▶ [SET EXERCISE 1] Gather every line in the entries below that contains the string "machine".

▶ [EXTRACTED TEXT]
DAWN analysis

The users can investigate the relationship between categories and identify the specific type of categories that are clustered within the network of categories of interest.

  • -e, –eig_vector: Eigen vector file. This is the output file from calculation of effective number of tests. The file name must have pattern *eig_vecs*.zarr.

  • -c, –corr_mat: Category correlation matrix file. This is the output file from correlation. The file name must have pattern *correlation_matrix*.zarr.

  • -P, –permut_test: Permutation test file. This is the output file from burden test. The file name must have pattern *permutation_test*.txt.gz.

  • -c_count, –cat_count: Path of the categories counts file from burden test.

  • -o_dir, –output_directory: Path to the directory where the output files will be saved. By default, outputs will be saved at $CWAS_WORKSPACE.

  • –leiden: Perform Leiden clustering. Specify the input matrix type: eigen_vector or corr_mat. By default, None.

  • -res, –resolution: Resolution for Leiden clustering. By default, 1.

  • -r, –range: Range (i.e., (start,end)) to find optimal K for k-means clustering. It must contain two integers that are comma-separated. The first integer refers to the start number and must be above 1. The second integer refers to the end. By default, 2,100.

  • -k, –k_val: K for K-means clustering. With this argument, users can determine K manually. -r and -k arguments are mutually exclusive. If -k is given, -r will be ignored.

  • -s, –seed: Seed value for t-SNE. Same seed will generate same results for the same inputs. By default, 42.

  • -T, –tsen_method: Gradient calculation algorithm for t-SNE, which is used in TSNE of sklearn. If the dataset is large, ‘barnes_hut’ is recommended. By default, exact.

  • -t, –tag: Tag used for the name of the output files. By default, None.

  • -l, –lambda: Lambda value for parameter tuning. By default, 5.25.

  • -C, –count_threshold: The threshold of variant (or sample) counts. The least amount of variants a category should have. By default, 20.

  • -R, –corr_threshold: The threshold of correlation values between clusters. Computed by the mean value of correlation values of categories within a cluster. By default, 0.12.

  • -S, –size_threshold: The threshold of the number of categories per cluster. The least amount of categories a cluster should have. By default, 2.

  • –no-parsimonious: Disable parsimonious K selection. By default, the smallest K within the top 5% silhouette plateau is selected (parsimonious mode). This flag reverts to picking the absolute silhouette maximum.

  • -p, –num_proc: Number of worker processes that will be used for the DAWN analysis. By default, 1.

cwas dawn -e INPUT_EIG_VEC \
-c INPUT_CORR_MATRIX \
-P INPUT_PERMUATION_RESULT \
-o_dir OUTPUT_DIR \
-r 2,100 \
-s 42 \
-t test \
-c_count CATEGORY_COUNTS.txt \
-C 20 \
-R 0.12 \
-S 2 \
-p 8

▶ [THE INPUT]
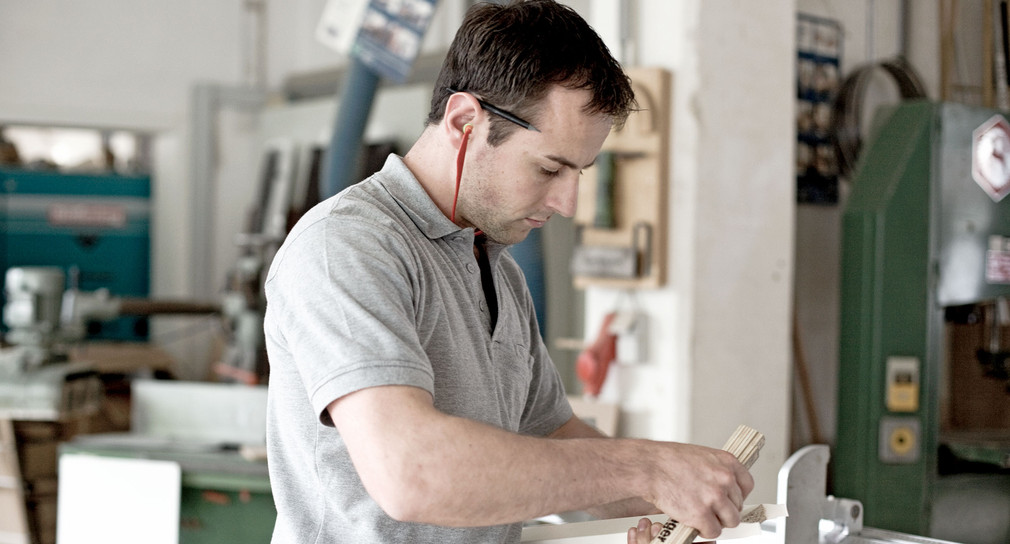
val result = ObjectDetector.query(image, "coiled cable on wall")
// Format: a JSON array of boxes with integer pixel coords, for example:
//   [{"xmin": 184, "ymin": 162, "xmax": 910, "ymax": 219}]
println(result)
[{"xmin": 831, "ymin": 57, "xmax": 926, "ymax": 178}]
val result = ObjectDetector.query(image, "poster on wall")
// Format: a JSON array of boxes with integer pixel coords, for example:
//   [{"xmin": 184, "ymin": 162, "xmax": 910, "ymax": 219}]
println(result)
[
  {"xmin": 796, "ymin": 13, "xmax": 841, "ymax": 205},
  {"xmin": 352, "ymin": 0, "xmax": 435, "ymax": 83}
]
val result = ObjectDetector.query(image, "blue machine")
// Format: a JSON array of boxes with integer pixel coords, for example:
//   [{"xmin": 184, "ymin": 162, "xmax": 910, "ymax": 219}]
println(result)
[{"xmin": 0, "ymin": 168, "xmax": 150, "ymax": 340}]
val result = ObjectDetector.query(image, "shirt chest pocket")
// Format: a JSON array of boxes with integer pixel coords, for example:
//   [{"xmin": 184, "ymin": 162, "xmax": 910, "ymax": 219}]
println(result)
[{"xmin": 491, "ymin": 340, "xmax": 533, "ymax": 431}]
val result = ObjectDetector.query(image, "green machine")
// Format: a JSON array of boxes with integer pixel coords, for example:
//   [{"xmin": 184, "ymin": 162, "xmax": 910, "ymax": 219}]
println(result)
[{"xmin": 831, "ymin": 101, "xmax": 1010, "ymax": 544}]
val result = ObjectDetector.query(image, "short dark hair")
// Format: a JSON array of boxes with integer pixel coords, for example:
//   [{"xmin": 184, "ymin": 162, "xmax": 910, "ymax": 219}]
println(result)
[{"xmin": 427, "ymin": 0, "xmax": 636, "ymax": 145}]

▶ [SET EXERCISE 2] According to the DAWN analysis page above, what happens when the -k argument is given along with -r?

▶ [WRITTEN RESPONSE 1]
val result = ObjectDetector.query(image, "blue machine")
val result = ObjectDetector.query(image, "green machine")

▶ [WRITTEN RESPONSE 2] The -r argument is ignored.